### PROBLEM REQUIREMENTS
Please lay out the data from the line containing "Can you spot the wooden knife" through the line containing "[[230, 506]]" as a two-column CSV headed text and answer, with one row for each text and its answer. Put each value in a single quoted field, replacing any line breaks with spaces.

### PROVIDED RECORDS
===============

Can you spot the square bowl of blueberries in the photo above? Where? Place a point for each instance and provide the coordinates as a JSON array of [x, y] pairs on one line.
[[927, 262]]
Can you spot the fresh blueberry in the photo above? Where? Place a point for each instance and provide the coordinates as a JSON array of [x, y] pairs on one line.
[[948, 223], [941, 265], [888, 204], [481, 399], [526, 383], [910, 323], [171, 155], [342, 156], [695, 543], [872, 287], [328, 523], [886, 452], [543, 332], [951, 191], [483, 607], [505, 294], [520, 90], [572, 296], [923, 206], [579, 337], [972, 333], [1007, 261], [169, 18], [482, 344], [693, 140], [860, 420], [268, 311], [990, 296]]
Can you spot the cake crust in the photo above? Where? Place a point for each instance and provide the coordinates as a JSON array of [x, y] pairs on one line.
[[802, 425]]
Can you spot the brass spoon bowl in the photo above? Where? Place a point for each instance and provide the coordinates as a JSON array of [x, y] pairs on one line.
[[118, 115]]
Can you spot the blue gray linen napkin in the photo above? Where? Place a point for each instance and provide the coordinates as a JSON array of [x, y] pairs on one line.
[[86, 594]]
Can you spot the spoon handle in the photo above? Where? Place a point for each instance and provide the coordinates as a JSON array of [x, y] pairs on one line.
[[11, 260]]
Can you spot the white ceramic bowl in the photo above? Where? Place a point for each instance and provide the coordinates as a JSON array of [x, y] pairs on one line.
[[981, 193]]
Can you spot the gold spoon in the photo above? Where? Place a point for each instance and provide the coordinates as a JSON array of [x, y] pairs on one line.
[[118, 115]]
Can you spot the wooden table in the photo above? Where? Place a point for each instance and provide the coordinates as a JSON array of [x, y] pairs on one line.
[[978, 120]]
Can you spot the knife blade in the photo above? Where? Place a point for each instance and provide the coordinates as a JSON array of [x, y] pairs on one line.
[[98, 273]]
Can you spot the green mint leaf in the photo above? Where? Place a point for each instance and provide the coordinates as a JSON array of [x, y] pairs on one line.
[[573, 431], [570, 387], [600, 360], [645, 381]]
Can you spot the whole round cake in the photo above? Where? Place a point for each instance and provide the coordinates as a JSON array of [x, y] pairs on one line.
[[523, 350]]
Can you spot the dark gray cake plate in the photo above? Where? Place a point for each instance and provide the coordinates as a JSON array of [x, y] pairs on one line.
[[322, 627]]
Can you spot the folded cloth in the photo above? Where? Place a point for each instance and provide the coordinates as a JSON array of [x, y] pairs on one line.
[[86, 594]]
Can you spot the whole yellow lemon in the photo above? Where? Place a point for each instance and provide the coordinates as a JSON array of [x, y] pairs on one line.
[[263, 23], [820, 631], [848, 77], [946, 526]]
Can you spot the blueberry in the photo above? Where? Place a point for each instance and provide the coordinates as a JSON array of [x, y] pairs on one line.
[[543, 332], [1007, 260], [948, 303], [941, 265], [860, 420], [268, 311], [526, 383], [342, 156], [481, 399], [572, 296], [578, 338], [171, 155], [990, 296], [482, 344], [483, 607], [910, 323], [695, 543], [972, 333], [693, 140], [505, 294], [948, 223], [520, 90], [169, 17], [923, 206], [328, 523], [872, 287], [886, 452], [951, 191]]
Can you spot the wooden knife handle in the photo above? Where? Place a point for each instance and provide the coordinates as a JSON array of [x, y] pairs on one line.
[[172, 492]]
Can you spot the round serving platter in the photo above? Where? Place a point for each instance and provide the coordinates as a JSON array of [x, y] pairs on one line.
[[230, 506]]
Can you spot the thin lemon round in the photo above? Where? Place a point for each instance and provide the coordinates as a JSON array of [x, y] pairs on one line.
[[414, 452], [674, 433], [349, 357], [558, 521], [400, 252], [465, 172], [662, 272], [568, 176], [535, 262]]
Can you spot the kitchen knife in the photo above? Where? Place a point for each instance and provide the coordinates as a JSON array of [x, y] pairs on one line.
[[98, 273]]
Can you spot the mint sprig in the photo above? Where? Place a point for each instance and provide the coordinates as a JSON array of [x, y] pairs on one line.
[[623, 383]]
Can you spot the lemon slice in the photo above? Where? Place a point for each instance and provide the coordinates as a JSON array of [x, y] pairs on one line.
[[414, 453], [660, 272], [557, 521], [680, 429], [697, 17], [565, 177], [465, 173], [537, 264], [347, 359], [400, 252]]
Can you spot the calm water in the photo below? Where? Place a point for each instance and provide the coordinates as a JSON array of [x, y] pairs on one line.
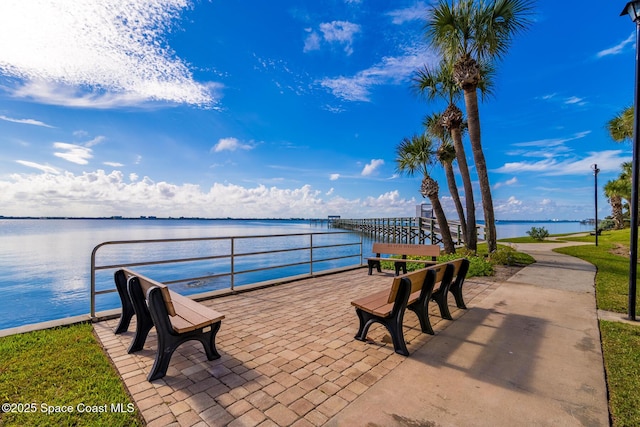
[[46, 267]]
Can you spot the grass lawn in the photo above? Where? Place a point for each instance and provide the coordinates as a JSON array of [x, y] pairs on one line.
[[620, 342], [61, 377]]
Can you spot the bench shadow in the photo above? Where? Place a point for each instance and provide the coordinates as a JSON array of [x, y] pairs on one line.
[[488, 345]]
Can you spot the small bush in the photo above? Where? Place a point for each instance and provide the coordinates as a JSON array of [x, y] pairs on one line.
[[538, 233]]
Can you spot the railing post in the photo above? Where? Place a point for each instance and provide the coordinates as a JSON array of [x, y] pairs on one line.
[[233, 252], [311, 254]]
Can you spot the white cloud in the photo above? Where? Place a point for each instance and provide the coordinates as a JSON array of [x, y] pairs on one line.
[[416, 12], [312, 42], [230, 144], [43, 168], [617, 48], [104, 194], [341, 32], [390, 70], [508, 182], [116, 49], [25, 121], [73, 153], [371, 168], [113, 164], [607, 161]]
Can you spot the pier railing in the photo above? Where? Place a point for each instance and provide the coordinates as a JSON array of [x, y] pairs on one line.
[[406, 229], [224, 261]]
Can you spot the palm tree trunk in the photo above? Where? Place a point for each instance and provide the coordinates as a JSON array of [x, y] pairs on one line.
[[471, 239], [473, 120], [445, 233], [453, 189]]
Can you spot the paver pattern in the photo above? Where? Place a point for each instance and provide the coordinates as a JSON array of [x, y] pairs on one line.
[[289, 357]]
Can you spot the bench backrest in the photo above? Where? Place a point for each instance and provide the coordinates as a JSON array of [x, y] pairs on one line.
[[147, 283], [406, 249], [415, 277]]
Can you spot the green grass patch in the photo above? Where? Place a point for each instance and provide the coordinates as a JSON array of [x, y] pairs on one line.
[[61, 369], [612, 280], [621, 349]]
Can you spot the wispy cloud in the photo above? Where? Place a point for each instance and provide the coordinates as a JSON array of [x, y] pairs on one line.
[[334, 32], [43, 168], [25, 121], [118, 53], [390, 70], [617, 49], [416, 12], [73, 153], [372, 167], [608, 161], [230, 144]]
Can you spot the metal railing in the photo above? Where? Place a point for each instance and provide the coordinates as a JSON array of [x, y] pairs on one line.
[[228, 254]]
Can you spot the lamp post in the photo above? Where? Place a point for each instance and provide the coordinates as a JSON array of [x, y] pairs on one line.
[[595, 169], [632, 9]]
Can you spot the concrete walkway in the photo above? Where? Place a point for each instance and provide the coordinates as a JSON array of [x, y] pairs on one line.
[[526, 352], [527, 355]]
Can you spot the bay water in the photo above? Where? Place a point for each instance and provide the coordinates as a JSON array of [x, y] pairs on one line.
[[45, 266]]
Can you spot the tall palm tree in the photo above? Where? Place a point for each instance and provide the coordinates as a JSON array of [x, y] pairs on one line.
[[446, 154], [470, 33], [614, 190], [621, 126], [439, 83], [416, 155]]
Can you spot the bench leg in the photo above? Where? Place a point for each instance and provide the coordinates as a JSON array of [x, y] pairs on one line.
[[440, 296], [422, 311], [127, 309], [393, 325], [457, 294], [169, 343], [376, 264]]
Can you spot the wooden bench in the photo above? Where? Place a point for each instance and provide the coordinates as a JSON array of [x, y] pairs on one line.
[[177, 319], [403, 250], [453, 285], [412, 291]]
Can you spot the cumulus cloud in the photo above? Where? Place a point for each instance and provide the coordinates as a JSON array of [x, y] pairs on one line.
[[230, 144], [73, 153], [105, 194], [372, 167], [96, 54], [25, 121]]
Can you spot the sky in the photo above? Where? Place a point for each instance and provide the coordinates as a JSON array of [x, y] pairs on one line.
[[283, 109]]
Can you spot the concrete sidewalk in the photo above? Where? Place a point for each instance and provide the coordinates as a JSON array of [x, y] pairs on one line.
[[528, 354]]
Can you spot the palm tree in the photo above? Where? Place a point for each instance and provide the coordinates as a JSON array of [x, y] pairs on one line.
[[446, 154], [416, 154], [439, 83], [621, 126], [614, 190], [470, 33]]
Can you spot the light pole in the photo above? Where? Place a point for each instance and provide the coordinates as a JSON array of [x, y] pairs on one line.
[[595, 169], [632, 9]]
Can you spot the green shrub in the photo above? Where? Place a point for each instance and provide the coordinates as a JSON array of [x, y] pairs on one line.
[[538, 233]]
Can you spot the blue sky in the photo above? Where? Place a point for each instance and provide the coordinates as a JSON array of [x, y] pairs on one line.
[[289, 108]]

===============

### PROBLEM SOLUTION
text,answer
"Can you spot the wooden knife handle in the photo above? Where? Place a point for each instance and provide the coordinates as a JSON array of [x, y] pairs on one line.","[[172, 492]]"
"Can you spot the round serving platter in the photo above? Where? Place a point for each instance and provide the coordinates as a JSON array of [x, y] pairs on one line.","[[230, 506]]"